Technology and the Human Future

October 20 2016

The New York Review of Books Foundation and Fritt Ord invite the public to the conference ‘Technology and the Human Future’, 20–21 October 2016 at Fritt Ord, Uranienborgveien 2, Oslo.

Registration: nyrb2016@frittord.no
Feel free to join the conversation on social media using the hashtag: #TechHuman

Conference Programme:

Thursday, 20 October 2016

9.15: REGISTRATION

9.50: WELCOMING REMARKS
Georg Fr. Rieber-Mohn, Chair of the Board of Trustees, Fritt Ord
Simon Head, University of Oxford, New York University, and the New York Review of Books Foundation

10:00: Internet: The ‘Always On’ Player and Life Itself

Chair: Ane Farsethås, Culture Editor, Morgenbladet

  • Virginia Heffernan, author and journalist, former columnist, The New York Times
  • Elisabeth Staksrud, Associate Professor, Department of Media and Communication, University of Oslo
  • Marina Warner, Professor, Birkbeck College, London. Winner of the Holberg Prize, University of Bergen

12.00: Reality Mining: Convenience or Coercion?

— WRITTEN INSTRUCTION A —
List every person named in the conference notice.
The conference notice and the records are unrelated to each other.

— EXERCISE DATA —
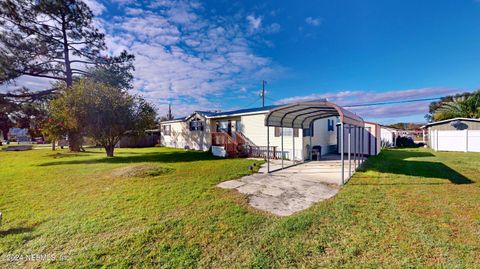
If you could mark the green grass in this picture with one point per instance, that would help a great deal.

==

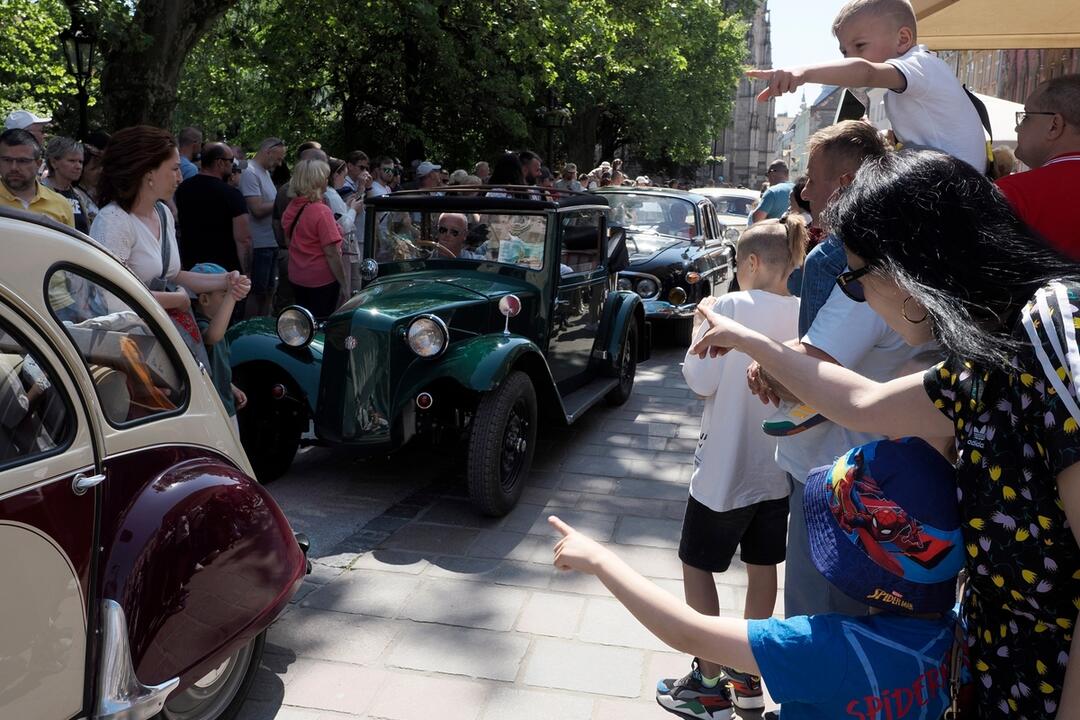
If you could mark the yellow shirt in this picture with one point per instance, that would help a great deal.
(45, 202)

---

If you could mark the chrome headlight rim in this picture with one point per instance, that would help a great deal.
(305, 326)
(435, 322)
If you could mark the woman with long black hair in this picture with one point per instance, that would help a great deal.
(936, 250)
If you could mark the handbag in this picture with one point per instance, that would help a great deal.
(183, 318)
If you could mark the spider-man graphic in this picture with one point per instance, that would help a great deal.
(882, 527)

— WRITTEN INSTRUCTION B —
Count the lines of the records that contain the string "shirt", with case counting, and reply with the number alone.

— COMPLETE ANSWER A —
Georg Fr. Rieber-Mohn
Simon Head
Ane Farsethås
Virginia Heffernan
Elisabeth Staksrud
Marina Warner

— COMPLETE ANSWER B —
1